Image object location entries
=======

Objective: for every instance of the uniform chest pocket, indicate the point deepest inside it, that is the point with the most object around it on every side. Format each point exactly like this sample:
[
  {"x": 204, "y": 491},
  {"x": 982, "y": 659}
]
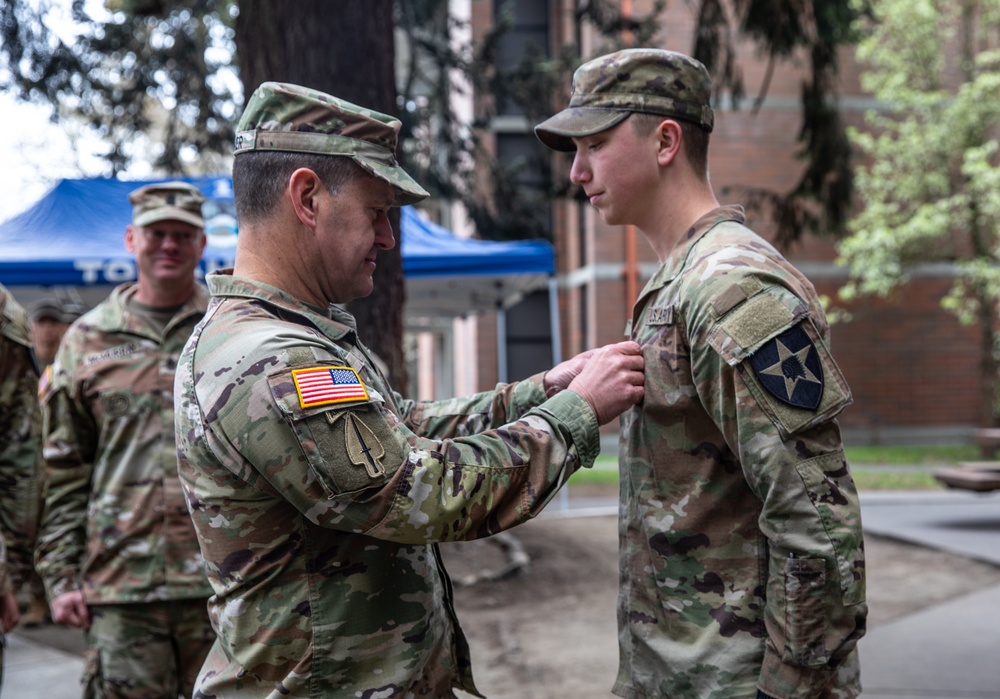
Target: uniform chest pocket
[{"x": 667, "y": 356}]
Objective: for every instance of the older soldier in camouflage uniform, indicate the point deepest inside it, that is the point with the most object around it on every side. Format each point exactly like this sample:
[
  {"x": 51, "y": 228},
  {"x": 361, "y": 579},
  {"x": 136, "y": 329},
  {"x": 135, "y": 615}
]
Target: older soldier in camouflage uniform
[
  {"x": 317, "y": 491},
  {"x": 117, "y": 550},
  {"x": 19, "y": 446},
  {"x": 742, "y": 566}
]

=======

[STATED EXERCISE]
Rewrite the entries above with every "Target" changed to "Label" and everything else left as it is. Omit the pictures from your output.

[WRITTEN ANSWER]
Objective: for every instance of the uniform chest pocket, indicate the point deepest inside it, that is the point with the most object around it on every side. Format each point exactly like this sample:
[
  {"x": 204, "y": 491},
  {"x": 982, "y": 659}
]
Label: uniform chest pocket
[{"x": 667, "y": 356}]
Objective: for every instance of the older soldier in camouflage uniform, indicate the point deepest inside it, that is the point with the most object around it on every side. Format each point exactly like this sample:
[
  {"x": 51, "y": 228},
  {"x": 361, "y": 579},
  {"x": 136, "y": 329},
  {"x": 135, "y": 615}
]
Label: older soldier in camouflage uniform
[
  {"x": 317, "y": 491},
  {"x": 117, "y": 550},
  {"x": 19, "y": 446},
  {"x": 742, "y": 566}
]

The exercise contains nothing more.